What needs to be done
Tally how many lines in the items below contain the string "sour", treating uppercase and lowercase letters as distinct. Reply with the number alone.

Extracted data entries
--------------------------------------------------

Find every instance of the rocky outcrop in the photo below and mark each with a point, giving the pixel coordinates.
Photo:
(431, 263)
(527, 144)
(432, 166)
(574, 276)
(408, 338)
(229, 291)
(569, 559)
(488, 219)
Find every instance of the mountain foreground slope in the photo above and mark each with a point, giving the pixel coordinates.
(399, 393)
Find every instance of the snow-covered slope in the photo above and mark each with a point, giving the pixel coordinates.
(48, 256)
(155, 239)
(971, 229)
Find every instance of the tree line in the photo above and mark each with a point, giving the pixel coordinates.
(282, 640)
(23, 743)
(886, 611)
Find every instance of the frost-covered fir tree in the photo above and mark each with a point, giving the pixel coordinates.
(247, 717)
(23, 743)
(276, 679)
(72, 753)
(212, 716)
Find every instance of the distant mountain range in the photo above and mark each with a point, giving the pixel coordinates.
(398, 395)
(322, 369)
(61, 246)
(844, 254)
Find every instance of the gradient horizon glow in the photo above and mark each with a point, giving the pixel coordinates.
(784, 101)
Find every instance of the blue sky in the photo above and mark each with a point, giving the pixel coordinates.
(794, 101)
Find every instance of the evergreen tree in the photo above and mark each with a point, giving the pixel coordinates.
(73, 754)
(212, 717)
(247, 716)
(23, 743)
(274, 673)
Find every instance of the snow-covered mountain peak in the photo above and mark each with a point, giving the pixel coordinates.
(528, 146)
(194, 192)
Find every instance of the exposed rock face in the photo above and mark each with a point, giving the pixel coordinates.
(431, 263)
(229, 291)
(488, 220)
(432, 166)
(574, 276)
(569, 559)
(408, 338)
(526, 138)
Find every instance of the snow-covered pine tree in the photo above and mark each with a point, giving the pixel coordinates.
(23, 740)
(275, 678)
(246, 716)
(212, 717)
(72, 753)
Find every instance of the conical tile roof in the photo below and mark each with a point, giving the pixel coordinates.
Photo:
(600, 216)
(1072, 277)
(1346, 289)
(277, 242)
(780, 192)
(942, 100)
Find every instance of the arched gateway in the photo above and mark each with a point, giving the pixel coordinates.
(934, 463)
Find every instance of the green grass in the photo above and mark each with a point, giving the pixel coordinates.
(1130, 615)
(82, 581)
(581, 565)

--------------------------------------------------

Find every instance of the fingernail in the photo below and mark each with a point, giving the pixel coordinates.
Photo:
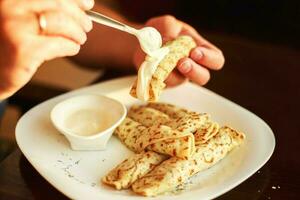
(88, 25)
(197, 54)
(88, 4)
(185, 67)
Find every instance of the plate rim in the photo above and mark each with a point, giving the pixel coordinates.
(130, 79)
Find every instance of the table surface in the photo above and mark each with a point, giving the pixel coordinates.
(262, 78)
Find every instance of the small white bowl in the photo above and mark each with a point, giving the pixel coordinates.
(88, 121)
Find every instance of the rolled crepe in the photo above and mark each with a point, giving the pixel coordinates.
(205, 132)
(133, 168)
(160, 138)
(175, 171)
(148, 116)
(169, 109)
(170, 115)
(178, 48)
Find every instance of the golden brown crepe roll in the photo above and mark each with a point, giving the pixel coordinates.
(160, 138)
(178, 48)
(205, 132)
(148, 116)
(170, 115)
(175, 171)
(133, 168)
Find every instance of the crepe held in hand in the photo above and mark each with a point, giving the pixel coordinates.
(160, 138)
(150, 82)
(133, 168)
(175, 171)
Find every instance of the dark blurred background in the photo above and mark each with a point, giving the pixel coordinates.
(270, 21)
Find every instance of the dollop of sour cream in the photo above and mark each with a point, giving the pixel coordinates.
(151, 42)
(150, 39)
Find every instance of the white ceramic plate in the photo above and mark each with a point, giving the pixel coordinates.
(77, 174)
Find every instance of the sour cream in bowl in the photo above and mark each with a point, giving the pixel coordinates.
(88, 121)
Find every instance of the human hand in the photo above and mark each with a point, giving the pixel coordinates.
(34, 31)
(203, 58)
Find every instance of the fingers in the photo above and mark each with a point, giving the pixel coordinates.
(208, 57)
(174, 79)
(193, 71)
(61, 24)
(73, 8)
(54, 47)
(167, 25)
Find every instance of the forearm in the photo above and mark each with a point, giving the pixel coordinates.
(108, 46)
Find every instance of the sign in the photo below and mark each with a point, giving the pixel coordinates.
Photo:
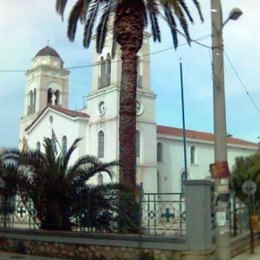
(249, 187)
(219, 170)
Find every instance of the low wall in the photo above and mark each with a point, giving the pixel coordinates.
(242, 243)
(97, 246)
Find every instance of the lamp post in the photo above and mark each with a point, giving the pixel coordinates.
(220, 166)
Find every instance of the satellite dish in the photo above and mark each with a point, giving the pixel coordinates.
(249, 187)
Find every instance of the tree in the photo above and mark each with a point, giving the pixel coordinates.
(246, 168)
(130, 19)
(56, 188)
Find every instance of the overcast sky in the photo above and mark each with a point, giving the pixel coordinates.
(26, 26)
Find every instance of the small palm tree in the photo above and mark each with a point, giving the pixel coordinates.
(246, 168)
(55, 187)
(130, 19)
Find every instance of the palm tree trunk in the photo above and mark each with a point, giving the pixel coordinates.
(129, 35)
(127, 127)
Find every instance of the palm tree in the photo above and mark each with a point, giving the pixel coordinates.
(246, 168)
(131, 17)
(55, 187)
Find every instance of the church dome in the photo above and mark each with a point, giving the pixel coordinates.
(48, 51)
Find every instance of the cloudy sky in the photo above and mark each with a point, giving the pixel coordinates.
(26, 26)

--------------------------------------------------

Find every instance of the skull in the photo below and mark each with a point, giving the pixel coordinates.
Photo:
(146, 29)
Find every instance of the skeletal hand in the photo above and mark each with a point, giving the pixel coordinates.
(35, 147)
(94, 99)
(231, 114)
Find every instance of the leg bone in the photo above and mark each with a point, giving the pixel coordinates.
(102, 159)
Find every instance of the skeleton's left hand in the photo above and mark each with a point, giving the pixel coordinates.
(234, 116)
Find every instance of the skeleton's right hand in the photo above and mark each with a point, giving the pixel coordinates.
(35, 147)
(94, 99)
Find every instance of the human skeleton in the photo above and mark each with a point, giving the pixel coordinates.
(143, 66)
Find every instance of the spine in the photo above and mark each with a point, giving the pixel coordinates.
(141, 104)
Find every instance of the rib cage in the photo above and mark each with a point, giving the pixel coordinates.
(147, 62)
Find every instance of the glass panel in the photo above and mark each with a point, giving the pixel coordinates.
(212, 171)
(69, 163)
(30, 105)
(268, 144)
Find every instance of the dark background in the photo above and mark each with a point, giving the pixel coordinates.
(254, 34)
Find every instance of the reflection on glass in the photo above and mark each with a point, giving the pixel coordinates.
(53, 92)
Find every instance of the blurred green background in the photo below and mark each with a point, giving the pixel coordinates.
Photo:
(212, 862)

--------------------------------------------------

Exercise answer
2